Task brief —
What you give back should be exactly the opening lines of the data, ending with the line that contains "like [(91, 259)]." and including it.

[Point-per-instance localization data]
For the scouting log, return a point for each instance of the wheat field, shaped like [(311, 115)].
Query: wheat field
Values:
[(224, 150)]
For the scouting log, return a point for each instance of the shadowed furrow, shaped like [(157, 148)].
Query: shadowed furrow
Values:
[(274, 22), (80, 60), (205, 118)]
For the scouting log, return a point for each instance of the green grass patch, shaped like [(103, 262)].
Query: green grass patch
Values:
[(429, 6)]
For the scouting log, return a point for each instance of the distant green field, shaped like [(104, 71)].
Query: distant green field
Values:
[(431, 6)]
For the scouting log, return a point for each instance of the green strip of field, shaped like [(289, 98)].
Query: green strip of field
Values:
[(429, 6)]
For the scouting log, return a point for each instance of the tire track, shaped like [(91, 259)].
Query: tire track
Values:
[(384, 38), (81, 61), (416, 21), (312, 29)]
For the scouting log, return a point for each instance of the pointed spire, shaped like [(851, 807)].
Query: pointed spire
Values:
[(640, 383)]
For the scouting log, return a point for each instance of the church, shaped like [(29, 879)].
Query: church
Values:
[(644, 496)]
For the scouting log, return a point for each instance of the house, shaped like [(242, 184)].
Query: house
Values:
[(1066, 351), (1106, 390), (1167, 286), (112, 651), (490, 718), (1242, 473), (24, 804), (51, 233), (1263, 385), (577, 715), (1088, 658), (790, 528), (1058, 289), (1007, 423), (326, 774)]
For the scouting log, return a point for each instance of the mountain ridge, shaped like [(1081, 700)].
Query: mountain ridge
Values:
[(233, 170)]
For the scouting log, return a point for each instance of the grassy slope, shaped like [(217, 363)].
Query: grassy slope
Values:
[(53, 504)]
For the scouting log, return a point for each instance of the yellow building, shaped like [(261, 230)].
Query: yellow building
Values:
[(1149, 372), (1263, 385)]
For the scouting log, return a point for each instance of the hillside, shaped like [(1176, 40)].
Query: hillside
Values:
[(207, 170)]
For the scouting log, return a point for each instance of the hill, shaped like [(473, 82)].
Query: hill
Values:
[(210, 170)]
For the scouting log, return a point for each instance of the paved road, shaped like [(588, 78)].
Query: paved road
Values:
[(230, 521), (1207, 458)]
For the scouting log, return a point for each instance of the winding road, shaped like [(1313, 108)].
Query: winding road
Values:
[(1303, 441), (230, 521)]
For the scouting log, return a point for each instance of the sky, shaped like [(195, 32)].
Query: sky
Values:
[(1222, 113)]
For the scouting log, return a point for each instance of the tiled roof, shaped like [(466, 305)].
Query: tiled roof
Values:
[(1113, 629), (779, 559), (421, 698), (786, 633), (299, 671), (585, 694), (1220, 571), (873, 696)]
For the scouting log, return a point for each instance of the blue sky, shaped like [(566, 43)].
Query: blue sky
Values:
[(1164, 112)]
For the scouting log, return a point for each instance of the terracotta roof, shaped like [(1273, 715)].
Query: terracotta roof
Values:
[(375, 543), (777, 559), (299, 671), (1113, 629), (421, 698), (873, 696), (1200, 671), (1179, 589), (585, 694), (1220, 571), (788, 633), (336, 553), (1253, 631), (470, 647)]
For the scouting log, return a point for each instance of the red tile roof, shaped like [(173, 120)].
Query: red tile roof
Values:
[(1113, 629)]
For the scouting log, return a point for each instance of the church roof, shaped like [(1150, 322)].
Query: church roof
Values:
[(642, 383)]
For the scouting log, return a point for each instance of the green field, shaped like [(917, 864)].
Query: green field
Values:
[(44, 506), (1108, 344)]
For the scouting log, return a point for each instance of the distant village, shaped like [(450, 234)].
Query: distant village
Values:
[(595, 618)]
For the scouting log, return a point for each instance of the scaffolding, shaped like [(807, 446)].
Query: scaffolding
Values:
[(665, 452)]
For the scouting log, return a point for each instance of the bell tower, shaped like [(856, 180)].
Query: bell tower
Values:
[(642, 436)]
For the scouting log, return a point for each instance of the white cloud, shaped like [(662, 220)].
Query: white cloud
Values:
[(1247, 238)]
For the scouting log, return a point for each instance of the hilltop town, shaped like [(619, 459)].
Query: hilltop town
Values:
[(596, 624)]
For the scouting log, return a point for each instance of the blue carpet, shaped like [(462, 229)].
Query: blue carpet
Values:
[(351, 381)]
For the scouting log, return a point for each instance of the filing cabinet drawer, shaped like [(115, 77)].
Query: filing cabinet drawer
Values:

Response for this exercise —
For the scouting log, return a point for each instance of the wheat field, shaped like [(311, 115)].
Query: wheat field
Values:
[(224, 150)]
For the scouting log, return a point for each instance of the shadowed furrow, shaped like [(157, 148)].
Query: shadowed furrow
Values:
[(274, 22), (80, 60), (205, 118)]
For the scouting log, return a point for each instance of the green grass patch, shaped like [(103, 262)].
Query: green grass patch
Values:
[(429, 6)]
For the scouting log, return a point for each instance of the distant green field, shaped like [(104, 71)].
Query: distant green field
Values:
[(431, 6)]
For the scouting log, return a point for each instance of the green strip of field, shaped like [(289, 98)].
Query: green strip of field
Values:
[(429, 6)]
For the scouting log, return a point for each instance of the tire track, shaped like [(91, 259)].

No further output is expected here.